> _Task_
Reproduce the passage on slow feature analysis word for word, starting at the words "SFA is an unsupervised" and stopping after "training local patches.".

> _Quoted text_
--*--

Keywords

1 Introduction

Extracting robust visual feature is an essential step towards achieving high performance in real-world visual recognition tasks. Recently, large-scale feature learning has achieved great success in various visual recognition tasks, in which powerful machine learning algorithms are integrated closely with high performance parallel computing platforms, clusters or GPU, so as to support data intensive computing from millions of training images. In this paper, we propose a novel large-scale feature learning architecture based on Slow Feature Analysis (SFA) [15] and Apache Spark [2], where the slowness learning principle is implemented to learn invariant visual features from millions of local image patches.

SFA is an unsupervised feature learning method, which intends to learn the invariant and slowly varying features from input signals. It has been successfully used for action recognition [12, 21], trajectory clustering [20], handwriting digital recognition [7] and dynamic scenes classification [14]. Recently, Escalante-B and Wiskott [16] extend the SFA to supervised dimensionality reduction and the notion of slowness is generalized from temporal sequences to training graphs (a.k.a GSFA). Different with previous work, e.g., Sparse coding [9] and Autoencoder [6], most of which learn features to minimize the reconstruction error, we utilize the GSFA to explore the neighbor relationships in large-scale local patches from a view of manifold learning, where the learnt features will encode the intrinsic local geometric structures existing in a large number of training local patches.

Feature learning by the GSFA is to construct a feature space, in which the nearby points in original space will have similar locations. Thinking about a gray image with 16\(\times \)16 pixels, and the value of each pixel ranges from 0 to 255. It means that there may exits \(256^{256}\) possibilities [19] in the input space. Thus, the feature space learnt with limited data may have two issues: (1) Losing mush useful information makes visual samples belong to different patterns locate nearly in the feature space, i.e., inaccuracy. (2) Incomplete distribution of the training samples makes the learnt features are not effective in practical application, i.e., overfitting. On the other hand, it is the most important step of GSFA to construct the local neighbor relation graph in input space. Such graph is usually constructed through finding the top k nearest neighbors (k-NN). The hypothesis, near patches have similar patterns, is established only with large-scale data. While the inaccurate k-NN results will result in inaccurate slow feature functions.

--*--

> _Given entries_
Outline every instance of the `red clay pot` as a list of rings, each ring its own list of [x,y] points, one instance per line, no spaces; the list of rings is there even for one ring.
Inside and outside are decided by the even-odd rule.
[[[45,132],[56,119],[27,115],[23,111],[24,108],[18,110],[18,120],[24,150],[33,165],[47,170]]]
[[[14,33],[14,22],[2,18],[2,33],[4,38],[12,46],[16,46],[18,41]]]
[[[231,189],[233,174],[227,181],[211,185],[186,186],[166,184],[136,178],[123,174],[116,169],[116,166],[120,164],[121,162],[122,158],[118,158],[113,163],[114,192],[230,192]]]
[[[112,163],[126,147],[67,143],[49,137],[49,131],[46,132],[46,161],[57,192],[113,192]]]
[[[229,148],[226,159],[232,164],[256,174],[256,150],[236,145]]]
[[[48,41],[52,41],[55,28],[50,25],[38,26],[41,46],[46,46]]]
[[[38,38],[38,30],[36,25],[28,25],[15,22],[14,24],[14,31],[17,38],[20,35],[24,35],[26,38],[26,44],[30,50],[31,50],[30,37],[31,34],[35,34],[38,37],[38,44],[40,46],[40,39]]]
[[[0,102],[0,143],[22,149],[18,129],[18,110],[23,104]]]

--*--

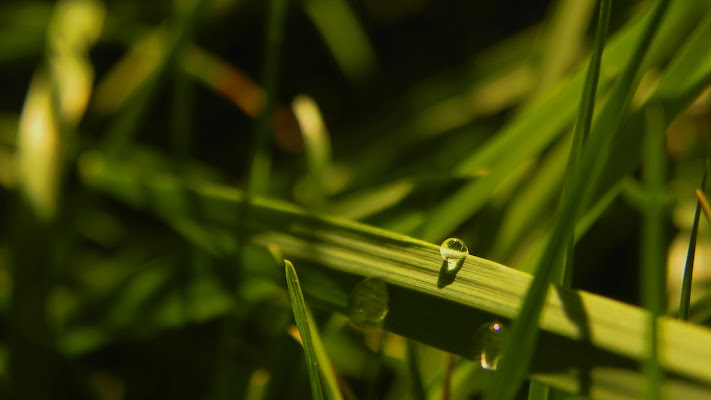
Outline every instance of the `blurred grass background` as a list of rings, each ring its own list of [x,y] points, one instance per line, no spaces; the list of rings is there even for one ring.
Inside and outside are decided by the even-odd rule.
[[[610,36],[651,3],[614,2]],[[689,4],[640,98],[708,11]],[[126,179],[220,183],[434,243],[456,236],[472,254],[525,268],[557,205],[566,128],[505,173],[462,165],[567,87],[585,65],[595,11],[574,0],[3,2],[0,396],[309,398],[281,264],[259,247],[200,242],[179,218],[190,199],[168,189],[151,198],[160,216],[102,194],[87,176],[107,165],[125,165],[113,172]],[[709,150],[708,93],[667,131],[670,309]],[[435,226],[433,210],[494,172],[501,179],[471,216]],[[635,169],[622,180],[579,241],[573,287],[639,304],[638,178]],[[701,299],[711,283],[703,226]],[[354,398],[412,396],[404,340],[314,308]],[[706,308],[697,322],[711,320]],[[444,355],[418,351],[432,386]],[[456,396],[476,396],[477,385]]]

--*--

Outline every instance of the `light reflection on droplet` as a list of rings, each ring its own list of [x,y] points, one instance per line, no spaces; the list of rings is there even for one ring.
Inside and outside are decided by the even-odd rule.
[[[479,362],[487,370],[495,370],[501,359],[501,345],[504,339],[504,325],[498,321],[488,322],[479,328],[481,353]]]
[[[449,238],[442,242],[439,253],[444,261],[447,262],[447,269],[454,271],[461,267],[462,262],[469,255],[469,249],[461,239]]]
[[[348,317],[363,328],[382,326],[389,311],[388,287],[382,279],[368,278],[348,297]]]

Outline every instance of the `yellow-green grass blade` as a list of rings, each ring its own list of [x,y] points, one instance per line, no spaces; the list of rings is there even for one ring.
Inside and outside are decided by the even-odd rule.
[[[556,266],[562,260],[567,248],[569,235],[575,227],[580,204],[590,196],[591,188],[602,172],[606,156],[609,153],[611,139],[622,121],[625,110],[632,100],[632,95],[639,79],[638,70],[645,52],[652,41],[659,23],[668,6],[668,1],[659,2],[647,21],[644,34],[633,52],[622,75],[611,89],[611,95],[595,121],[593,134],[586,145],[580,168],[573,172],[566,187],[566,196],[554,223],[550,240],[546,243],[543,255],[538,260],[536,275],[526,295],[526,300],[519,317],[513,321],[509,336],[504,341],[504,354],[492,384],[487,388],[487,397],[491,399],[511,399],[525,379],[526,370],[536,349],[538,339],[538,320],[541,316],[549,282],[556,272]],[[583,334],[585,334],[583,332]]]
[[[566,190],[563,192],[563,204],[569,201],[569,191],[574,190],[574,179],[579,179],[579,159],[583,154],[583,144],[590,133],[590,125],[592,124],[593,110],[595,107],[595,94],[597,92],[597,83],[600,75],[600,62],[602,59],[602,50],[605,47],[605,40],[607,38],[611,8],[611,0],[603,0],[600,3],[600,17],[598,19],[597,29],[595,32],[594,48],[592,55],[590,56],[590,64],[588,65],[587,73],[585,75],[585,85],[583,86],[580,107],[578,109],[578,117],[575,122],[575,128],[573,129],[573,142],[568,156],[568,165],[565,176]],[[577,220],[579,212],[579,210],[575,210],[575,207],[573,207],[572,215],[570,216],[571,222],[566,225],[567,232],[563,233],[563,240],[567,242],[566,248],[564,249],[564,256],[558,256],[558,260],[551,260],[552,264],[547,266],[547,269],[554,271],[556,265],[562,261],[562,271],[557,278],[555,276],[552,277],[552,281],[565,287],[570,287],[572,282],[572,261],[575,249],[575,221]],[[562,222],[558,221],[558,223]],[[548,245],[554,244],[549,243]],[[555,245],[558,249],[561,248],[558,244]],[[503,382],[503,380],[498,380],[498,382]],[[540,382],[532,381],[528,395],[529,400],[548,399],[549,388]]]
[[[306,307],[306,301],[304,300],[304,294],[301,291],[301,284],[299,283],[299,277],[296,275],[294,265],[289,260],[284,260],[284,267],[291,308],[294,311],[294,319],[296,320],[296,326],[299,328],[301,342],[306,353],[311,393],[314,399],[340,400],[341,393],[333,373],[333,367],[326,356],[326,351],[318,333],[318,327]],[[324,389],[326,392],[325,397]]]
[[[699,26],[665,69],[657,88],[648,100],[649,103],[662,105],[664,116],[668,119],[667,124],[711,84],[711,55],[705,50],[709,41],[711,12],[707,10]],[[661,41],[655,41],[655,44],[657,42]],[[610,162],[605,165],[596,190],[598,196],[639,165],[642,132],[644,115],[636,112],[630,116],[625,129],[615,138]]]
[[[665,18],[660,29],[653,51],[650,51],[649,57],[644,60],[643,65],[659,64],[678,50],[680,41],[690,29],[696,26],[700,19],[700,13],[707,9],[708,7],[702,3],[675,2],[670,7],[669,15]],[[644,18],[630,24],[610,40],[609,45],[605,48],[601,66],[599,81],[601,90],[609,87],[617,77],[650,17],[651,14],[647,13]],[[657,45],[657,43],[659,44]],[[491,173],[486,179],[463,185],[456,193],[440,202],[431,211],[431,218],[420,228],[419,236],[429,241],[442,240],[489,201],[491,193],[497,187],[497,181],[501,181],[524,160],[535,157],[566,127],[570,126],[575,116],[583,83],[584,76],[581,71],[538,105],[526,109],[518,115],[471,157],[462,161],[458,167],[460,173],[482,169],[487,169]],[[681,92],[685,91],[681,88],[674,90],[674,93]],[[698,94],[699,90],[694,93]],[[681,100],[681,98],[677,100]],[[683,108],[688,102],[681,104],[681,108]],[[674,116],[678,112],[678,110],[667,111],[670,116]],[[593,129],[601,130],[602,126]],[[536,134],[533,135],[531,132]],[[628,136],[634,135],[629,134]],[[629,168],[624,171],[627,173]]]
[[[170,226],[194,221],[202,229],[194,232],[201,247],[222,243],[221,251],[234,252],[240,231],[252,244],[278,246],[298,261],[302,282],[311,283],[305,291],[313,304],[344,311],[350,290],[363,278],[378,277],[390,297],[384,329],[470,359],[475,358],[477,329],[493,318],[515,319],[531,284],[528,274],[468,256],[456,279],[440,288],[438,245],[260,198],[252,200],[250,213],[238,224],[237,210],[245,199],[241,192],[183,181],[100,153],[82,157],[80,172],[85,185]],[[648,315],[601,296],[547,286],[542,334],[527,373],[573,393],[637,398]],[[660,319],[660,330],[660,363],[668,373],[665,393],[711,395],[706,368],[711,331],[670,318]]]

--*--

> _Reply to the exercise_
SFA is an unsupervised feature learning method, which intends to learn the invariant and slowly varying features from input signals. It has been successfully used for action recognition [12, 21], trajectory clustering [20], handwriting digital recognition [7] and dynamic scenes classification [14]. Recently, Escalante-B and Wiskott [16] extend the SFA to supervised dimensionality reduction and the notion of slowness is generalized from temporal sequences to training graphs (a.k.a GSFA). Different with previous work, e.g., Sparse coding [9] and Autoencoder [6], most of which learn features to minimize the reconstruction error, we utilize the GSFA to explore the neighbor relationships in large-scale local patches from a view of manifold learning, where the learnt features will encode the intrinsic local geometric structures existing in a large number of training local patches.